• [EXERCISE PROMPT] Locate each line in the entries below that contains the string "tree" and copy those lines out. Matches must have the same letter case.

• [MATERIAL PROVIDED]
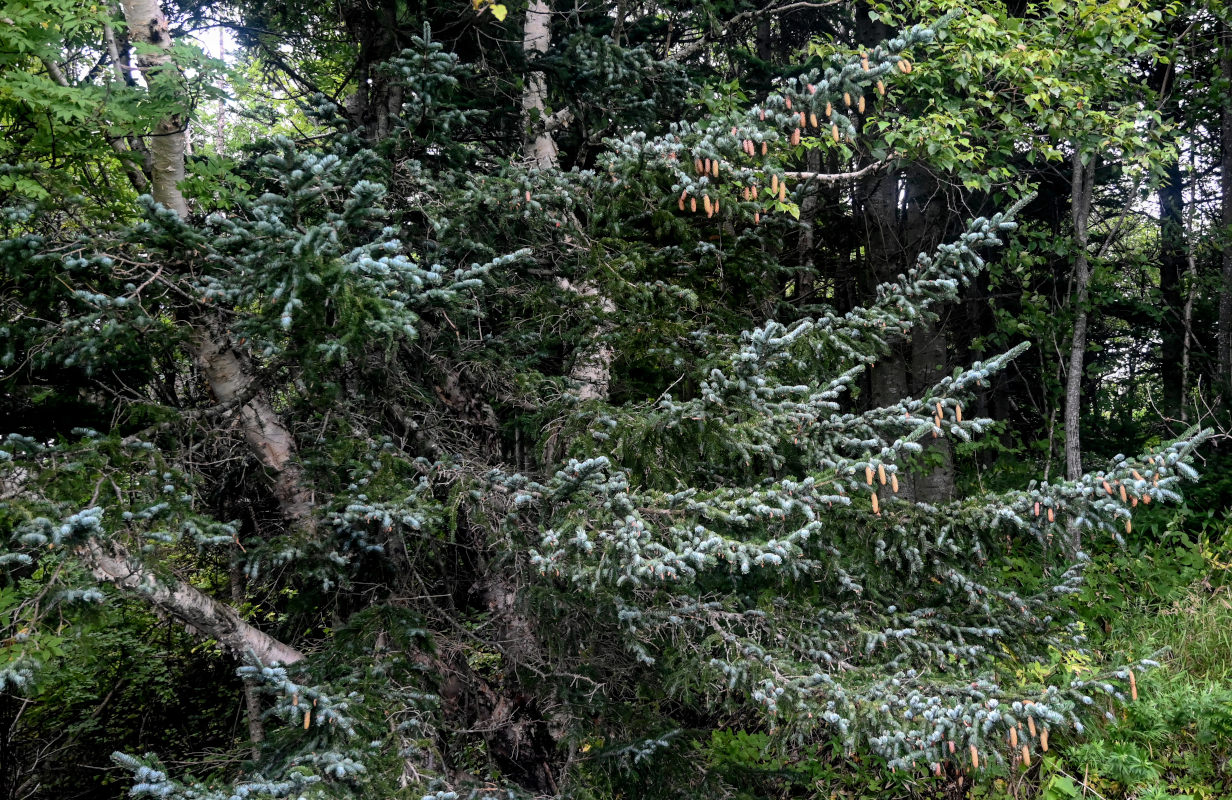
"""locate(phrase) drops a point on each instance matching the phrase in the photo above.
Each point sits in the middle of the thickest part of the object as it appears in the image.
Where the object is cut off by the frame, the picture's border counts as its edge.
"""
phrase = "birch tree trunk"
(147, 25)
(223, 367)
(1225, 335)
(539, 146)
(1082, 185)
(200, 612)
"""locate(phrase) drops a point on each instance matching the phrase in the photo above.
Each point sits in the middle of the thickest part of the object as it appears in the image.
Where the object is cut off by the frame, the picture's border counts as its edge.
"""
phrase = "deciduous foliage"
(531, 413)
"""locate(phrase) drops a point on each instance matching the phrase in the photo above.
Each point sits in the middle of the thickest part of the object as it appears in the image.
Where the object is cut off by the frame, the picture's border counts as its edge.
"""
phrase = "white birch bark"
(186, 604)
(147, 25)
(1083, 184)
(539, 147)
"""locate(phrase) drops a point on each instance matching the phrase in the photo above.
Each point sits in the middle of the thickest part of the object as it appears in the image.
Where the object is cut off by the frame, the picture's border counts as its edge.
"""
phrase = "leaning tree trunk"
(923, 229)
(200, 612)
(223, 367)
(109, 561)
(1082, 185)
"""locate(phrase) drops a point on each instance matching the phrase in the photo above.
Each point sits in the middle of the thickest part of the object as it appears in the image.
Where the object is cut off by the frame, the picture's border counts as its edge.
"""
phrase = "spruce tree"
(718, 540)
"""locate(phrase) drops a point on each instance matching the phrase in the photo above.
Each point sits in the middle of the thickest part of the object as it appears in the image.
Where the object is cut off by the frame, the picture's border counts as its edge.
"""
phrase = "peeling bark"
(200, 612)
(264, 429)
(147, 25)
(539, 147)
(1083, 184)
(593, 364)
(1225, 335)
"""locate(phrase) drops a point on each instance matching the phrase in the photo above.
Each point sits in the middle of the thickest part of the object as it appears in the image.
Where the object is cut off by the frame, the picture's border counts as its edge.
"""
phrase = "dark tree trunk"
(1225, 335)
(924, 227)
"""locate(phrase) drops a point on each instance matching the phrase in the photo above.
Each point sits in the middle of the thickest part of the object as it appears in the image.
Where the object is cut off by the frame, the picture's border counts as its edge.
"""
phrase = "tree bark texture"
(1082, 186)
(924, 223)
(186, 604)
(147, 25)
(1172, 270)
(540, 147)
(1225, 335)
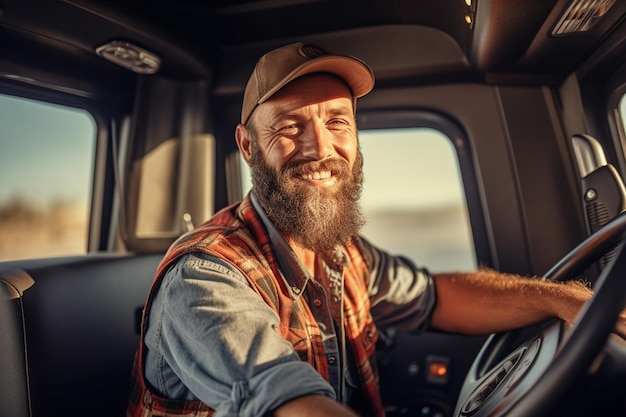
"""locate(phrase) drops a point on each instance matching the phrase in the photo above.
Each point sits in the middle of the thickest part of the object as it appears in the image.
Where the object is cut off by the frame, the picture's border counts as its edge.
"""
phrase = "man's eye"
(290, 130)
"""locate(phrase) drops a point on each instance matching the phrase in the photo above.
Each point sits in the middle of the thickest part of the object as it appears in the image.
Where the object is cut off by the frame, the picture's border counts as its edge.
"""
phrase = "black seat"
(69, 333)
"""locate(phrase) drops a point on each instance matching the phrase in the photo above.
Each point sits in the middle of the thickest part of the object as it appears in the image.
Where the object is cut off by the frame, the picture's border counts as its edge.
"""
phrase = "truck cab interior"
(494, 137)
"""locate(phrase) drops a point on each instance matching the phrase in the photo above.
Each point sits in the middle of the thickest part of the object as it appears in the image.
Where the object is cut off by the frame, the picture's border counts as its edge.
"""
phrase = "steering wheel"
(533, 378)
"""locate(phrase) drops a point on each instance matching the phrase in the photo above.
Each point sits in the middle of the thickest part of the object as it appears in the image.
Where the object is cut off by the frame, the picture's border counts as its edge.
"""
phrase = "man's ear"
(242, 136)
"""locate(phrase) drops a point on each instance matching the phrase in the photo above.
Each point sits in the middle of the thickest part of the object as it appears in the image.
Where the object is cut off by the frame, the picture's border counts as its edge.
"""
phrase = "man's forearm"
(313, 406)
(486, 301)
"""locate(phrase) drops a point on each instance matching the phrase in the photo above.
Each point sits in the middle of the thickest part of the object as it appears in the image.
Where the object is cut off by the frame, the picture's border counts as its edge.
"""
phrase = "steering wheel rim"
(583, 341)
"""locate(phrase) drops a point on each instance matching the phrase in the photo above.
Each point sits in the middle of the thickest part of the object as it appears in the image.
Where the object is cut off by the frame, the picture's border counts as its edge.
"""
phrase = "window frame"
(419, 118)
(101, 191)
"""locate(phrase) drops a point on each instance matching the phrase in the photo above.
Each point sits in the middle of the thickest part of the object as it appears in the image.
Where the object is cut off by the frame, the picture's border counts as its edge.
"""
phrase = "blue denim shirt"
(212, 338)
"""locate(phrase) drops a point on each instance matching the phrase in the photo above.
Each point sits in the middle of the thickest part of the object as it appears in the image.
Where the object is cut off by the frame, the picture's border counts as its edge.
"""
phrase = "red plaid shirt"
(237, 235)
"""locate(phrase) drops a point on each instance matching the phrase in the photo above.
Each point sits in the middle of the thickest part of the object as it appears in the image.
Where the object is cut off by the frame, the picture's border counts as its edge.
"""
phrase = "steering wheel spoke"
(534, 376)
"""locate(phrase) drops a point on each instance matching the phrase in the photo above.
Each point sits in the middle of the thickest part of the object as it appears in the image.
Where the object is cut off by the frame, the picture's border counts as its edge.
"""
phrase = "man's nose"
(317, 143)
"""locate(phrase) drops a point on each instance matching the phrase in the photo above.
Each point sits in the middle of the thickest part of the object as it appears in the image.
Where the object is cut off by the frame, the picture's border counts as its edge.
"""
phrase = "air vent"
(581, 15)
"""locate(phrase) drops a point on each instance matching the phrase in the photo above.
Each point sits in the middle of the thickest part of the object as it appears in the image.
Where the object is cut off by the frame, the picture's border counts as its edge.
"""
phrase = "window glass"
(413, 197)
(46, 166)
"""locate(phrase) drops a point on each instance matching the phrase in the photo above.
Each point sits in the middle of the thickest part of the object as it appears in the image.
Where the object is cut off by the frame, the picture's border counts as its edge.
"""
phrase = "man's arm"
(486, 301)
(313, 406)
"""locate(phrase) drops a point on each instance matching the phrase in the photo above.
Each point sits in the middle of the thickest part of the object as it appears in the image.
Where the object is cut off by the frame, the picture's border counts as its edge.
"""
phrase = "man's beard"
(316, 218)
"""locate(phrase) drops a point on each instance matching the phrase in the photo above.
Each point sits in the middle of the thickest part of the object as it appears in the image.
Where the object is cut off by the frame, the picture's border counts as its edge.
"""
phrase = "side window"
(46, 166)
(413, 197)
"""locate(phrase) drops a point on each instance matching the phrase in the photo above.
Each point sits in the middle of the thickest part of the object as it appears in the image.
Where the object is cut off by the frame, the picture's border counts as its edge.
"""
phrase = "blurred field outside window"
(46, 166)
(413, 197)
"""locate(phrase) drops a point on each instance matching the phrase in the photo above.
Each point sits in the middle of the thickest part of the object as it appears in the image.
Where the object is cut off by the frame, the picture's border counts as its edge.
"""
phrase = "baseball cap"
(280, 66)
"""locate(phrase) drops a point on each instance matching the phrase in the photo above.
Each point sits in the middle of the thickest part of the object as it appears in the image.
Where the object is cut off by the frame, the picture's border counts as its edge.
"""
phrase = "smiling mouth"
(317, 175)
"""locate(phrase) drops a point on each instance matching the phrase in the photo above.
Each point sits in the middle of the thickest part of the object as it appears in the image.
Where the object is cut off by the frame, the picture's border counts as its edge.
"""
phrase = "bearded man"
(272, 306)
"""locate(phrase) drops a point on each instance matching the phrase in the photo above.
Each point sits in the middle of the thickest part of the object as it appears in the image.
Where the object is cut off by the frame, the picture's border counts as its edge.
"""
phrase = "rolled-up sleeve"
(402, 295)
(212, 338)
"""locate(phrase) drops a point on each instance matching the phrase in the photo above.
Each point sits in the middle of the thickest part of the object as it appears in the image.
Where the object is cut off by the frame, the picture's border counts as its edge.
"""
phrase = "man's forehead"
(325, 94)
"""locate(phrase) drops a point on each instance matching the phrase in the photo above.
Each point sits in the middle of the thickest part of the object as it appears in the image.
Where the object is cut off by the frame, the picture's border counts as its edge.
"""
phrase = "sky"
(46, 155)
(46, 151)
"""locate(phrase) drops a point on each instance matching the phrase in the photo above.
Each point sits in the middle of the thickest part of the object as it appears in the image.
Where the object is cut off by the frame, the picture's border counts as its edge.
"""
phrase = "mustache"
(335, 165)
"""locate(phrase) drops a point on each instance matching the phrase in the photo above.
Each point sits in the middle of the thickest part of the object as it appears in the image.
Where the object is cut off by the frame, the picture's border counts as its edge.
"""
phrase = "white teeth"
(318, 175)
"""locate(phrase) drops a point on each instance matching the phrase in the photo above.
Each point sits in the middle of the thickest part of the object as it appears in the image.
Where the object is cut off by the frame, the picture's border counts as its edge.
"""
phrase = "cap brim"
(353, 71)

• [WRITTEN REPLY]
phrase = "birch tree trunk"
phrase = "leaning tree trunk"
phrase = "spruce tree"
phrase = "dark tree trunk"
phrase = "tree bark texture"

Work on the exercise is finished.